Фрагмент текста:
Атмосфера переходности, включающая в себя гамму противоположных чувств, настроений, ощущений создается также странным для традиционно военной пьесы смещением ролей. Климчицкий показан не только генералом, но и нежно любящим мужем, тяжело раненным не столько снарядом, сколько гибелью жены. Молоденькие девушки Варвара, Наташа, Анюта не только настоящие солдаты (одна прошла Сталинград, две другие — немецкий плен), но и невесты, которым, как говорит один из героев, «рожать пора». Редукция социально значимой роли оборачивается восполнением онтологической.

Нарочитая подробность в изображении временной рубежности — обширные ремарки в этой пьесе — порой вступает в противоборство с собственно драматическим началом, которое открывает для художника возможность детально вглядеться в человеческие души, прошедшие испытание войной. Это вглядывание реализует себя в нескольких взаимосвязанных контекстах: элегическом, сказочно-мифологическом, христианском, пушкинском. На некоторые из них мы лишь укажем, подробно же остановимся на

христианском контексте, думается, доминантном.

Задание: Перепечатайте весь текст о военной пьесе слово в слово, ничего не меняя.

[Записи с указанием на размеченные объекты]
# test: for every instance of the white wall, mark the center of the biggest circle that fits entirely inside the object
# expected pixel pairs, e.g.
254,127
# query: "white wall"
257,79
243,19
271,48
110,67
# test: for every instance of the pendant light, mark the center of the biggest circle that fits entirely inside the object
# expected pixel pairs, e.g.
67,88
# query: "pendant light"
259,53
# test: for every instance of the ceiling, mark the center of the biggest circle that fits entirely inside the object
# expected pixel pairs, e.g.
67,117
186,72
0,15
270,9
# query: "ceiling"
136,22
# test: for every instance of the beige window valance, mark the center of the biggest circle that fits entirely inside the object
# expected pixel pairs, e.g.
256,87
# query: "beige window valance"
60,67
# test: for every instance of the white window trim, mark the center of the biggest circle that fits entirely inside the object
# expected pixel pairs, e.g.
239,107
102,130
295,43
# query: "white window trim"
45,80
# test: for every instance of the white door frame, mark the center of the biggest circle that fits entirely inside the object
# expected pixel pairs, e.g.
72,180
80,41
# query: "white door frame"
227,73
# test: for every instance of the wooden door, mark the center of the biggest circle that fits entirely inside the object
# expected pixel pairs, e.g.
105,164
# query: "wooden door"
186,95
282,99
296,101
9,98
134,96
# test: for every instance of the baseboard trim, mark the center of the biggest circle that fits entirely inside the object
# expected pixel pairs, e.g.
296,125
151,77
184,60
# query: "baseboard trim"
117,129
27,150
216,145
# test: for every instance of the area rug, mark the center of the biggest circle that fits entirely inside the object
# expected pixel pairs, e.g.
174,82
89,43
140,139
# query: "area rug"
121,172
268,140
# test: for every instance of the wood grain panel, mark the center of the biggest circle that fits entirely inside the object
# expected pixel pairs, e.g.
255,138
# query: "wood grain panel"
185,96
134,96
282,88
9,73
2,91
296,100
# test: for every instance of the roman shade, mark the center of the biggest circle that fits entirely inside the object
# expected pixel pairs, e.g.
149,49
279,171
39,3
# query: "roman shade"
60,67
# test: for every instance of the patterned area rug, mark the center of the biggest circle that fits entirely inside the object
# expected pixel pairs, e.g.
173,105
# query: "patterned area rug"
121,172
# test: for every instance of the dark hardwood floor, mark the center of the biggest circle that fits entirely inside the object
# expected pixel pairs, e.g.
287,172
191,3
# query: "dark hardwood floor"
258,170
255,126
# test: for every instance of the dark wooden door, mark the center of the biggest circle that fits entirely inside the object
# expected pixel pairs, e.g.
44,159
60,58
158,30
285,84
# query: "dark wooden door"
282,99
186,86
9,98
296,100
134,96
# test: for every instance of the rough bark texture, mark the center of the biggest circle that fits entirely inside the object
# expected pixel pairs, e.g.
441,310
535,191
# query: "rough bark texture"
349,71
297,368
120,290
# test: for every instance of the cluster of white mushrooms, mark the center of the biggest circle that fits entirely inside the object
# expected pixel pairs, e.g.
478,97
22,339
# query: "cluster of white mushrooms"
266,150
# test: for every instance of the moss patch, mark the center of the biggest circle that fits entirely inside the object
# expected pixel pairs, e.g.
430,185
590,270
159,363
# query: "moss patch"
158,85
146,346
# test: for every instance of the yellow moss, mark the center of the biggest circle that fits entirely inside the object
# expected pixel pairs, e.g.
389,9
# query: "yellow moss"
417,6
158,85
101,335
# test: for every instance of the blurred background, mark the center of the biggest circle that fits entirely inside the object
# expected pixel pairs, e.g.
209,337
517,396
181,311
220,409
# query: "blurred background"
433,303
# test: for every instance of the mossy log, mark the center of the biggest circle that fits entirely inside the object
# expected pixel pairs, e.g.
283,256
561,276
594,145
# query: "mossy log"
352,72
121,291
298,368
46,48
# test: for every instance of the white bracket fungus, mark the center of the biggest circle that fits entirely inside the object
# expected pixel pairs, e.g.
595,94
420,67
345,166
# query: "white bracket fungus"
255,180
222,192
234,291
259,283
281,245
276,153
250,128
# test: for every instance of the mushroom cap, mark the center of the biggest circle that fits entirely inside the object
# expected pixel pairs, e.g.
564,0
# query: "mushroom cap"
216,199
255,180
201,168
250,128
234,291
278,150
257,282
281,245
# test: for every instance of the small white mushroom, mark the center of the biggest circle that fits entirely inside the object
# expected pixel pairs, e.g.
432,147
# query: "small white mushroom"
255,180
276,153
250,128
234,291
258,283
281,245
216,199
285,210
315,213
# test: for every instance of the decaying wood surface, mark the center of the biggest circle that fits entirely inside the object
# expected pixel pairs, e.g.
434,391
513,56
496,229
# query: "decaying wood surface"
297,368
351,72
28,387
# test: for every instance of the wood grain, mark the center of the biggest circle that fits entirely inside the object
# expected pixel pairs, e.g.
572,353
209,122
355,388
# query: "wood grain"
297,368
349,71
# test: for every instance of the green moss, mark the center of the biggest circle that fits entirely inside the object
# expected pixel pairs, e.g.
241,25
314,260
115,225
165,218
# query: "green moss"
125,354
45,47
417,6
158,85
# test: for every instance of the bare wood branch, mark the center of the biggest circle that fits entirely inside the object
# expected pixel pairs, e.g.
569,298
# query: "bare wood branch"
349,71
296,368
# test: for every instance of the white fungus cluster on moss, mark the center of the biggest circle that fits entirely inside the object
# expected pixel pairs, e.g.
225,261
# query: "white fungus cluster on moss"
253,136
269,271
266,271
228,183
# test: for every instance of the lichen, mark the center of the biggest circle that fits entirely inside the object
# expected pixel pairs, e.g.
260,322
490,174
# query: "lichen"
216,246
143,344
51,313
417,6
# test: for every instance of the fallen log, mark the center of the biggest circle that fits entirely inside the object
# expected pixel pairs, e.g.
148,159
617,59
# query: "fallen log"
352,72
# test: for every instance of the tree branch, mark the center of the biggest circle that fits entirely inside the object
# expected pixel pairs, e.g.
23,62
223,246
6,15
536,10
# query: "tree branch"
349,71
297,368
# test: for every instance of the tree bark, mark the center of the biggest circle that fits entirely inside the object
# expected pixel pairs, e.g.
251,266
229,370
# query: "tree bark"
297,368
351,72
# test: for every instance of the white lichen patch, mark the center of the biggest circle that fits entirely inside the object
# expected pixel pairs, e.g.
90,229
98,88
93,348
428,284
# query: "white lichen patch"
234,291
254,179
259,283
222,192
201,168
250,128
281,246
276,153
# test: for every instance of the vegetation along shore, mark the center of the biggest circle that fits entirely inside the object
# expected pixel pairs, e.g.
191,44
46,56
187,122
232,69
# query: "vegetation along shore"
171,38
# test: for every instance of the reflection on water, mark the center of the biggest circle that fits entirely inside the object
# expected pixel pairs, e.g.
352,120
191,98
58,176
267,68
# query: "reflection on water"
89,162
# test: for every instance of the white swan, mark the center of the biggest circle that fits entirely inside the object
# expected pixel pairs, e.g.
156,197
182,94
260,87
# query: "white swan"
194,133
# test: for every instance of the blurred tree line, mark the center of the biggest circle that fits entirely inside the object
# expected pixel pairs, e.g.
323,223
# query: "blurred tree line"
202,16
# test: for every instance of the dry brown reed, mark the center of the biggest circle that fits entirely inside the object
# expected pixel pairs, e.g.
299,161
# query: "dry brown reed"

Результат:
Атмосфера переходности, включающая в себя гамму противоположных чувств, настроений, ощущений создается также странным для традиционно военной пьесы смещением ролей. Климчицкий показан не только генералом, но и нежно любящим мужем, тяжело раненным не столько снарядом, сколько гибелью жены. Молоденькие девушки Варвара, Наташа, Анюта не только настоящие солдаты (одна прошла Сталинград, две другие — немецкий плен), но и невесты, которым, как говорит один из героев, «рожать пора». Редукция социально значимой роли оборачивается восполнением онтологической.

Нарочитая подробность в изображении временной рубежности — обширные ремарки в этой пьесе — порой вступает в противоборство с собственно драматическим началом, которое открывает для художника возможность детально вглядеться в человеческие души, прошедшие испытание войной. Это вглядывание реализует себя в нескольких взаимосвязанных контекстах: элегическом, сказочно-мифологическом, христианском, пушкинском. На некоторые из них мы лишь укажем, подробно же остановимся на

христианском контексте, думается, доминантном.